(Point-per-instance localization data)
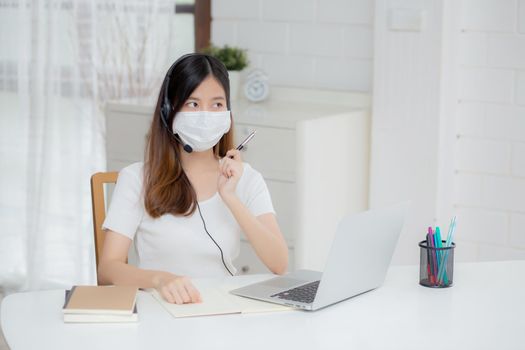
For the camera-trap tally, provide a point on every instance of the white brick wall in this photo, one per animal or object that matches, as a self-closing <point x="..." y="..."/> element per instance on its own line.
<point x="490" y="125"/>
<point x="304" y="43"/>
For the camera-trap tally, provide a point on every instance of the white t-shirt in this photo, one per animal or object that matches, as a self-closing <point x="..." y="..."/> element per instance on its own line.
<point x="179" y="244"/>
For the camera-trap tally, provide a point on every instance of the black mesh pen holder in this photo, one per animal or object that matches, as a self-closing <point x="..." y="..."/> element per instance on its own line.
<point x="436" y="265"/>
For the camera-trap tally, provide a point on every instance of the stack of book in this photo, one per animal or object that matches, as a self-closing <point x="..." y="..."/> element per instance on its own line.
<point x="88" y="304"/>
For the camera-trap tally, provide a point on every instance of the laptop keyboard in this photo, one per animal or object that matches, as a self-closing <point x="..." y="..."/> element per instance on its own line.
<point x="303" y="294"/>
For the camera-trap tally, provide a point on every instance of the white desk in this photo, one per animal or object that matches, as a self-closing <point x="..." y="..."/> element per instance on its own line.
<point x="483" y="310"/>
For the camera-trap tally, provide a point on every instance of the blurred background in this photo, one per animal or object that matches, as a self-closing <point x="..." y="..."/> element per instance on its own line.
<point x="420" y="100"/>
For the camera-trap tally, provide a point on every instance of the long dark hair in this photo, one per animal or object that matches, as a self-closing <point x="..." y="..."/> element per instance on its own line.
<point x="167" y="189"/>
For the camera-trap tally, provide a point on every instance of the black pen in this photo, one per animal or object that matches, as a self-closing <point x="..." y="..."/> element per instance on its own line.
<point x="246" y="140"/>
<point x="241" y="146"/>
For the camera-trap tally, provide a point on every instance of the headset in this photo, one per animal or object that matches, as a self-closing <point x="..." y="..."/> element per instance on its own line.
<point x="165" y="111"/>
<point x="166" y="108"/>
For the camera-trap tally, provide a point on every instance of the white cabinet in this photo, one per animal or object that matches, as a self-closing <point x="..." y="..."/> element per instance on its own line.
<point x="311" y="147"/>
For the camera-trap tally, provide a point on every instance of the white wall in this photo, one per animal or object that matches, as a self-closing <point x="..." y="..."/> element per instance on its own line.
<point x="304" y="43"/>
<point x="449" y="123"/>
<point x="448" y="102"/>
<point x="489" y="177"/>
<point x="406" y="117"/>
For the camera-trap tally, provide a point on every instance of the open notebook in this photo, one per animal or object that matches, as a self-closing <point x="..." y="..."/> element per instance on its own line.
<point x="218" y="301"/>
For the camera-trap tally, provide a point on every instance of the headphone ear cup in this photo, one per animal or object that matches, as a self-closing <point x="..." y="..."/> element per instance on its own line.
<point x="165" y="111"/>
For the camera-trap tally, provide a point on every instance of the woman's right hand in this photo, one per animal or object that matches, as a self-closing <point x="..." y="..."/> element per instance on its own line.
<point x="177" y="289"/>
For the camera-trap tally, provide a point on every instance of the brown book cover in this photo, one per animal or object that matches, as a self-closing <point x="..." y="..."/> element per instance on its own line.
<point x="116" y="300"/>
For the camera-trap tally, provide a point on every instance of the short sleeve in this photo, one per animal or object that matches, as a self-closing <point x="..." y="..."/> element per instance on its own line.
<point x="126" y="209"/>
<point x="255" y="192"/>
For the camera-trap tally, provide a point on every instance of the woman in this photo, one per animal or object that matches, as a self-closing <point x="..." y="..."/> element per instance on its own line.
<point x="193" y="197"/>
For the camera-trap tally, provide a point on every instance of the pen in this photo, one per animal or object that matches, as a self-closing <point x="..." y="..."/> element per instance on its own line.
<point x="442" y="272"/>
<point x="430" y="265"/>
<point x="241" y="146"/>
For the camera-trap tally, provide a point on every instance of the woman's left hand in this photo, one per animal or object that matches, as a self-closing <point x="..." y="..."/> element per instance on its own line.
<point x="230" y="172"/>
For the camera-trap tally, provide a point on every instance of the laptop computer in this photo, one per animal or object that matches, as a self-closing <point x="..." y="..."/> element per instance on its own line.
<point x="358" y="261"/>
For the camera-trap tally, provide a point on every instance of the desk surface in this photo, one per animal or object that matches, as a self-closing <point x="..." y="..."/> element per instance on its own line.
<point x="483" y="310"/>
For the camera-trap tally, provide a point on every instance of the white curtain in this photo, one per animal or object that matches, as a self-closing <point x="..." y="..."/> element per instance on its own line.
<point x="60" y="61"/>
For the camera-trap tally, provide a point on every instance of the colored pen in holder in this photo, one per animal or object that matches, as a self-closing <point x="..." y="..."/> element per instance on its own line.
<point x="436" y="264"/>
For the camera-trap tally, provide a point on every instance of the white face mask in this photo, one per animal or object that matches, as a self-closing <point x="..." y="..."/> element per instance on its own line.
<point x="201" y="130"/>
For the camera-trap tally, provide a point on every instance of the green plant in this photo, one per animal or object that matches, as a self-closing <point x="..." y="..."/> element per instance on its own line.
<point x="233" y="58"/>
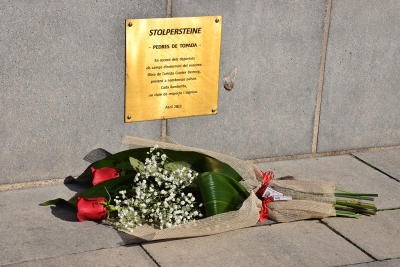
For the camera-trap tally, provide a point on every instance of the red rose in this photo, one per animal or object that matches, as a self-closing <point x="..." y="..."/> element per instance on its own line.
<point x="264" y="209"/>
<point x="267" y="177"/>
<point x="104" y="174"/>
<point x="89" y="209"/>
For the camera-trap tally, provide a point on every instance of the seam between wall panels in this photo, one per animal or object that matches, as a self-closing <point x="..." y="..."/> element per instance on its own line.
<point x="164" y="121"/>
<point x="163" y="136"/>
<point x="321" y="77"/>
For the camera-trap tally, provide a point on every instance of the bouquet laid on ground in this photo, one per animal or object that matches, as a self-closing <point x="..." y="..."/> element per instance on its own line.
<point x="172" y="191"/>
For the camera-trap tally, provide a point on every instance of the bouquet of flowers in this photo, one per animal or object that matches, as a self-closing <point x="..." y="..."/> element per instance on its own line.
<point x="170" y="191"/>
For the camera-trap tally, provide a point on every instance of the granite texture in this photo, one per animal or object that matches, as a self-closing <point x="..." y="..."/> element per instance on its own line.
<point x="289" y="244"/>
<point x="62" y="84"/>
<point x="387" y="161"/>
<point x="361" y="96"/>
<point x="119" y="256"/>
<point x="276" y="46"/>
<point x="31" y="232"/>
<point x="383" y="244"/>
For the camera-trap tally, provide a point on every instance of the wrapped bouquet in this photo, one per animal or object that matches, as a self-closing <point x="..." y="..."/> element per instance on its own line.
<point x="159" y="190"/>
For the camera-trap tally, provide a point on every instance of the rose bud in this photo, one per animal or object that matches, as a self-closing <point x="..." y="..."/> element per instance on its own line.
<point x="89" y="209"/>
<point x="104" y="174"/>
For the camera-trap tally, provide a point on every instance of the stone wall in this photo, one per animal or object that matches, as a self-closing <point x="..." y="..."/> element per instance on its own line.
<point x="314" y="76"/>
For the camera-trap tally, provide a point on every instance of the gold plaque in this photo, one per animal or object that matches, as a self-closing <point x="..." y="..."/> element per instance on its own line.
<point x="172" y="67"/>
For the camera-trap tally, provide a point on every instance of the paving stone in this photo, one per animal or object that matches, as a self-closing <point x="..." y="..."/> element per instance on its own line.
<point x="277" y="48"/>
<point x="360" y="99"/>
<point x="346" y="172"/>
<point x="387" y="263"/>
<point x="304" y="243"/>
<point x="120" y="256"/>
<point x="377" y="235"/>
<point x="387" y="161"/>
<point x="29" y="231"/>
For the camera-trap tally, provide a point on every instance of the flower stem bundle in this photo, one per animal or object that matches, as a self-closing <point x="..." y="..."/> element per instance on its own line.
<point x="354" y="208"/>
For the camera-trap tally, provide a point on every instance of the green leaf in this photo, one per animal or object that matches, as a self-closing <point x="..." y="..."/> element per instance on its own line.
<point x="113" y="186"/>
<point x="173" y="166"/>
<point x="56" y="201"/>
<point x="137" y="165"/>
<point x="220" y="193"/>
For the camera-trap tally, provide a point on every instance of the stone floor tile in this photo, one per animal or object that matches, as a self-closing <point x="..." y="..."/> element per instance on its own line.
<point x="119" y="256"/>
<point x="303" y="243"/>
<point x="378" y="235"/>
<point x="387" y="161"/>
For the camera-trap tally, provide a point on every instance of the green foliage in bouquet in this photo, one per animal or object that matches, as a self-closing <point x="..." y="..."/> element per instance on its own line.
<point x="217" y="185"/>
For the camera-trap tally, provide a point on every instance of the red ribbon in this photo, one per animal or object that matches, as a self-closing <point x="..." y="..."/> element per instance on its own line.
<point x="267" y="177"/>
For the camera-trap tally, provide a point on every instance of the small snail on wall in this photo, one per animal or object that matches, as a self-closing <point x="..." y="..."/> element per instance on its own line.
<point x="228" y="79"/>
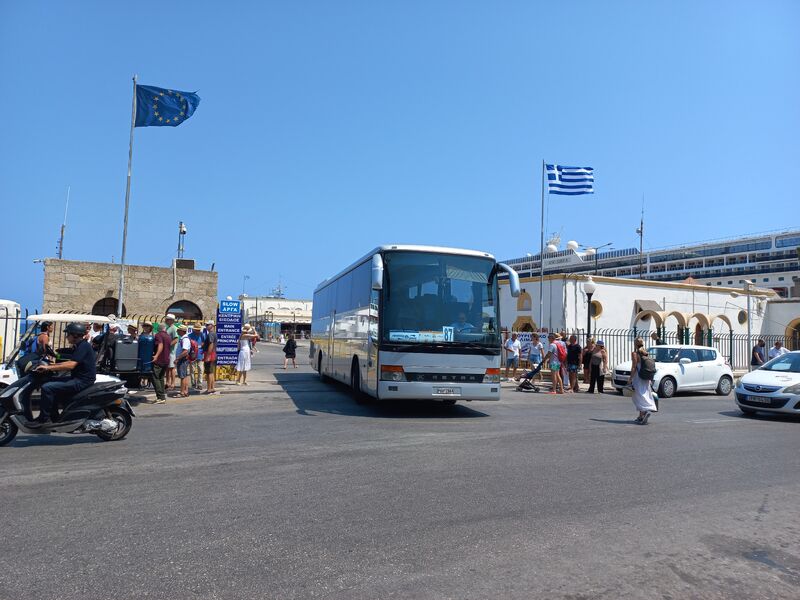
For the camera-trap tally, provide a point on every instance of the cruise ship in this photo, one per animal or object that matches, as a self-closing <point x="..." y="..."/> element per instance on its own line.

**What the exercise asks**
Copy only this, please: the line with "the green leaf" and every line after it through the end of the data, with no pictures.

**Your solution**
For the camera-trap tally, provide a point on every instance of the green leaf in this photo, one per animal or object that matches, as a self-closing <point x="..." y="..."/> element per instance on its own line.
<point x="113" y="186"/>
<point x="173" y="166"/>
<point x="56" y="201"/>
<point x="137" y="165"/>
<point x="220" y="193"/>
For the camera-trap tally, provide a point on every instance of the stone floor tile in this photo, one per animal or object that matches, as a self-closing <point x="..." y="..."/> element per instance on its own line.
<point x="119" y="256"/>
<point x="303" y="243"/>
<point x="378" y="235"/>
<point x="387" y="161"/>
For the camera-trap tally, provide a point on every instance of the green foliage in bouquet in this photo, one per animal or object that matches, as a self-closing <point x="..." y="..."/> element per instance on its own line.
<point x="217" y="185"/>
For the camera-trap tally, provide a point on every instance of the red ribbon in this photo, one per animal or object that matches, as a self-closing <point x="..." y="..."/> element per instance on its own line.
<point x="267" y="177"/>
For the camera-trap tally, provide a point on every instance of the small snail on wall in this photo, one per animal or object that matches, as a self-closing <point x="..." y="..."/> element per instance on its own line.
<point x="228" y="79"/>
For the camera-trap tally, provide a point on every instance of the cruise ship in this photo, one per animal or object that matches, as a self-closing <point x="..." y="..."/> element per instance on its own line.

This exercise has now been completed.